[Opening SUPPLIED INFORMATION section]

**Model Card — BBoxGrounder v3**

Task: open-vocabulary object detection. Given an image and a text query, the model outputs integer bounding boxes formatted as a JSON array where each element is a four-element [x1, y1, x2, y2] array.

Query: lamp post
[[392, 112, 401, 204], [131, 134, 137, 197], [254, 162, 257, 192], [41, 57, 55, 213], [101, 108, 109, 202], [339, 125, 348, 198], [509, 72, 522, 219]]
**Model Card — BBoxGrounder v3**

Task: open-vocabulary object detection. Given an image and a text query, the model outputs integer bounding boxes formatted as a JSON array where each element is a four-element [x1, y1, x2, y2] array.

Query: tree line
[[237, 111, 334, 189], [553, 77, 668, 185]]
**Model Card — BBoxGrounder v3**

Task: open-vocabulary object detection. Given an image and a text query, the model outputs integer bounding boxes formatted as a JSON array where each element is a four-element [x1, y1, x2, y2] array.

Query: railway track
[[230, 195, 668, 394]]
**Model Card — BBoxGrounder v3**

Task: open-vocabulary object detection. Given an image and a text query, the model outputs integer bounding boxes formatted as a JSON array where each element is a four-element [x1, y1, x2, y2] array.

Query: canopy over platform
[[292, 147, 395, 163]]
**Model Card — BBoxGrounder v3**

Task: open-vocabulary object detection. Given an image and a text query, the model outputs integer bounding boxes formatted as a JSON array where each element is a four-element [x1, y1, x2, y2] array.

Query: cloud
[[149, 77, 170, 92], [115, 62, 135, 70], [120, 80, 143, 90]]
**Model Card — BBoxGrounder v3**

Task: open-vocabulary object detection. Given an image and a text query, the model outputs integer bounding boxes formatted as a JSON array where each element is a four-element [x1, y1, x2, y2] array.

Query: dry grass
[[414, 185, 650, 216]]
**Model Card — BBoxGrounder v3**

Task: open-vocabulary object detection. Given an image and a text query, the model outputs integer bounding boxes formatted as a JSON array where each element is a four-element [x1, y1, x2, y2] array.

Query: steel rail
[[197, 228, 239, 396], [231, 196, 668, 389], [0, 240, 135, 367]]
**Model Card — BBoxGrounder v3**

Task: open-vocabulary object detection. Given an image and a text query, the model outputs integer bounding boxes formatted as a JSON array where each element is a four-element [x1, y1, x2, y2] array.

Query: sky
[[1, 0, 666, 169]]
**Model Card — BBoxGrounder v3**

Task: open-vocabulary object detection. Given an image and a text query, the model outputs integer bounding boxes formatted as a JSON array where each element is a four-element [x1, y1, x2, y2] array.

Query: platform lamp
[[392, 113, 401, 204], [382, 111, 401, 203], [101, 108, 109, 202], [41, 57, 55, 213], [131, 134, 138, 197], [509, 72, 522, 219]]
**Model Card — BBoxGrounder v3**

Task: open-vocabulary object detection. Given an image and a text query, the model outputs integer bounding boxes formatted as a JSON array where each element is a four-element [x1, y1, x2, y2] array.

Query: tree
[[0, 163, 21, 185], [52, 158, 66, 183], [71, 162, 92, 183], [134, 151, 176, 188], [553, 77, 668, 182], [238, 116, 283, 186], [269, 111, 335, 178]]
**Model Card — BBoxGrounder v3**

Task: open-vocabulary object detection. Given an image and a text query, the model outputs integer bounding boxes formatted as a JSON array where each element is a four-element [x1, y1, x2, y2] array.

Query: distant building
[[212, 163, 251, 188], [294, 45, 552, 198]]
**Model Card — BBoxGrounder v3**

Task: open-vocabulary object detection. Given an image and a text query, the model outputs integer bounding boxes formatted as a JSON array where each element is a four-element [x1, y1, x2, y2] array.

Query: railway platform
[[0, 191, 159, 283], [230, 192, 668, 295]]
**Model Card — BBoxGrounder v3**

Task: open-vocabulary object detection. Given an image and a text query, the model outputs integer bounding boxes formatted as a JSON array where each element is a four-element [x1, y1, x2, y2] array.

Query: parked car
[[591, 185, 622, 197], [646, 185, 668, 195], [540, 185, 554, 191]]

[Closing SUPPLIED INFORMATION section]

* WHAT YOU ARE ASKED TO DO *
Please transcribe each entry exactly, keeping every word as it is.

* OUTPUT FOR THIS TASK *
**Model Card — BBoxGrounder v3**

Task: open-vocabulary object detection. Given an image and a text query, the model outputs integer bounding boxes formatted as a JSON array where each element is a four-element [x1, y1, x2, y2] array.

Query: lamp post
[[392, 112, 401, 204], [131, 134, 137, 197], [254, 162, 257, 192], [41, 57, 55, 213], [101, 108, 109, 202], [339, 125, 348, 198], [509, 72, 522, 219]]
**Model Card — BBoxGrounder v3**

Task: open-vocabulary object detection. Given an image and a text query, the model outputs integer bounding boxes formatted as a JSON array where each element is a four-element [x1, y1, x2, y2] array.

Query: tree line
[[237, 111, 334, 189], [553, 77, 668, 185]]
**Model Card — BBoxGrounder v3**

Task: open-vocabulary object detection. Given an image and a text query, the model outputs integer bounding boxes formatted as a JSON array where each element is a four-element [x1, y1, x2, y2] array.

Query: railway track
[[230, 195, 668, 394]]
**Model Card — BBoxGrounder v3**

Task: open-vocabulary object detection. Given an image and a text query, the model outputs integer bounding boxes formatted as a JSON array where each element is a four-element [x1, y1, x2, y2] array.

Query: canopy over platform
[[292, 147, 395, 163]]
**Model Card — BBoxGrounder v3**

Task: open-vocabulary object detection. Given an image and a text query, the model outputs integer bounding boxes formatted as a JSON array where each element is a four-element [x1, y1, x2, y2] array.

Query: cloud
[[149, 77, 170, 92], [115, 62, 135, 70], [120, 80, 143, 90]]
**Model Card — BBoxGrounder v3**

Task: open-vocabulary object detection. Given an image and a text query, the model outputs integer bounding boxes formatted as a JSON array where each element is a four-element [x1, y1, x2, y2] array.

Query: dry grass
[[414, 185, 650, 216]]
**Model Card — BBoxGrounder v3**

Task: open-vocabulary object detection. Given an image and a text query, the model outputs integer bounding boxes formatted as a JSON array where each element is a four-element [x1, y1, x2, y2] array.

Query: steel rail
[[197, 228, 239, 396], [231, 196, 668, 389], [0, 240, 135, 367]]
**Model Card — BBoxGrounder v3**

Task: open-vocabulary object detection. Given an image and a text query, the model outputs integer bounding boxes formatted as a JSON array where each element is a four-element [x1, y1, x2, y2] array.

Query: sky
[[1, 0, 666, 169]]
**Model Card — BBoxGrounder v3**

Task: open-vocabulary object detection. Given an image and a text query, the model outputs integer bounding boxes formatted as a JSON array where each element is a four-element [x1, y1, x2, y2] array.

Query: platform lamp
[[392, 113, 401, 204], [382, 111, 401, 203], [101, 108, 109, 202], [41, 57, 55, 213], [131, 134, 138, 197], [509, 72, 522, 219]]
**Model Card — BBoxGrounder v3**

Task: open-vocabulary object detection. Given an image and a text query, the model outputs integer bounding boxes formatted as a JSON array where each element is a four-element [x1, y1, x2, y2] array.

Query: tree
[[0, 163, 21, 185], [52, 158, 66, 183], [71, 162, 92, 183], [134, 151, 176, 188], [553, 77, 668, 182], [238, 116, 283, 186], [269, 111, 335, 178]]
**Model Card — BBoxGrounder v3**

Task: open-vocabulary object detection. Given an image and a text query, the model outputs integer bounding boxes formatted as a JSON array where each element is a four-element [x1, y1, x2, y2] array.

Query: distant building
[[212, 163, 251, 188], [294, 45, 552, 198]]
**Model Card — BBoxGrounder v3**

Task: open-vocabulary object detection. Given an image and a text query, the model outputs integer bounding boxes formatted as a JSON array where each element is a four-element [x1, y1, x2, y2] array.

Query: railway platform
[[0, 191, 159, 283], [230, 192, 668, 295]]
**Model Card — BBoxGrounder v3**

Task: open-vocabulary object detection. Given an image and a text query, the model outputs integer bounding boxes formatted as a JSON array where each element is a four-element [x1, y1, x2, y2] array.

Query: parked car
[[591, 185, 622, 197], [646, 185, 668, 195], [540, 185, 554, 191]]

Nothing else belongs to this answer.